* Text passage:
---

The probe was later expanded to include dissemination of Holocaust denial and sexual deepfakes by X's AI chatbot Grok.
French prosecutors in February also searched the Paris offices of X, in what the social media giant -- which has denied any wrongdoing -- slammed as "politicized" raids and an "abusive judicial act".
At the time, Paris prosecutors also summoned Musk and then-CEO Linda Yaccarino for voluntary interviews as the "de facto and de jure managers of the X platform at the time of the events", a move Musk called a "political attack".
Yaccarino resigned as CEO of X in July last year after two years at the helm of the company.
In February, Paris prosecutor Laure Beccuau said employees of the company had also been summoned to appear between April 20 and 24 "to be heard as witnesses".
But whether they turn up for voluntary questioning would not be "an obstacle to the continuation of the investigation", the Paris prosecutor's office said Saturday.
Officials have not offered any details on the location or time of Musk's scheduled interview.
The French investigation focuses on several suspected criminal offences, including complicity in possessing child sexual abuse material and denial of crimes against humanity.
The social media company in July called the probe "politically motivated".
Its complaints were echoed Monday by Telegram co-founder Pavel Durov, himself the subject of a French probe into illegal activity on his platform.

---

* Supplied data:
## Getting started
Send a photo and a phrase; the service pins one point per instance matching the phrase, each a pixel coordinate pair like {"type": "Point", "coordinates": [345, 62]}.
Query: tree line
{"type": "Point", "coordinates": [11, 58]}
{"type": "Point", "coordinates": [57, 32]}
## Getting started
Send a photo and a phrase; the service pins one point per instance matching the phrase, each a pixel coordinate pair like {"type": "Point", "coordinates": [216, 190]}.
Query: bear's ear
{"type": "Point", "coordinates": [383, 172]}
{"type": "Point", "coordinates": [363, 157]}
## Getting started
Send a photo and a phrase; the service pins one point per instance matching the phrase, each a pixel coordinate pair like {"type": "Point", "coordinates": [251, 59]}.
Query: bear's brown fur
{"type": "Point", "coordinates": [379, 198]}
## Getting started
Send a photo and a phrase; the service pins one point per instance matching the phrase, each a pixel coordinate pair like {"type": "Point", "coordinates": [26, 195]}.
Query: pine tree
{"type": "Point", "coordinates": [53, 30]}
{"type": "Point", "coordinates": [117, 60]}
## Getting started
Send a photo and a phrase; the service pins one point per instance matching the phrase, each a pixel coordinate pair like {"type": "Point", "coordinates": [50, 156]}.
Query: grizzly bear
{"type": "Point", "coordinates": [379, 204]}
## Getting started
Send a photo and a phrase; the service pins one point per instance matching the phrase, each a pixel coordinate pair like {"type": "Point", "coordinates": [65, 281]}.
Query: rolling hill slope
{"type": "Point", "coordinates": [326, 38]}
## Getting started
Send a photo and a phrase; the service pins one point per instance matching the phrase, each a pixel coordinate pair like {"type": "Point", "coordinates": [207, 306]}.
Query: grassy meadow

---

* Work instructions:
1 - In the passage on the French investigation of X, rewrite everything from "Officials have not" down to "on his platform.", replacing "Monday" with "Tuesday".
2 - Continue the report on the French probe into X and Elon Musk from the point where it ends.

* Responses to the exercise:
1 -
Officials have not offered any details on the location or time of Musk's scheduled interview.
The French investigation focuses on several suspected criminal offences, including complicity in possessing child sexual abuse material and denial of crimes against humanity.
The social media company in July called the probe "politically motivated".
Its complaints were echoed Tuesday by Telegram co-founder Pavel Durov, himself the subject of a French probe into illegal activity on his platform.

2 -
President Emmanuel "Macron's France is losing legitimacy as it weaponises criminal investigations to suppress free speech and privacy", read a post on X by Russian-born Durov, who also holds French nationality.
The French investigation comes as part of a broader international backlash against Grok after it emerged that users could sexualise images of women and children using simple text prompts such as "put her in a bikini" or "remove her clothes".
It generated an estimated three million sexualised images -- mostly of women, though also 23,000 that appeared to depict children -- in 11 days, the Center for Countering Digital Hate (CCDH), a nonprofit watchdog, said in late January.
In a separate investigation, Britain's data regulator in February launched investigations into Musk's X and xAI over "serious concerns" over whether the companies complied with personal data laws when it came to Grok's generation of sexualised deepfakes.
In January, the European Union also hit X with a probe over Grok's generation of sexualised deepfake images of women and minors.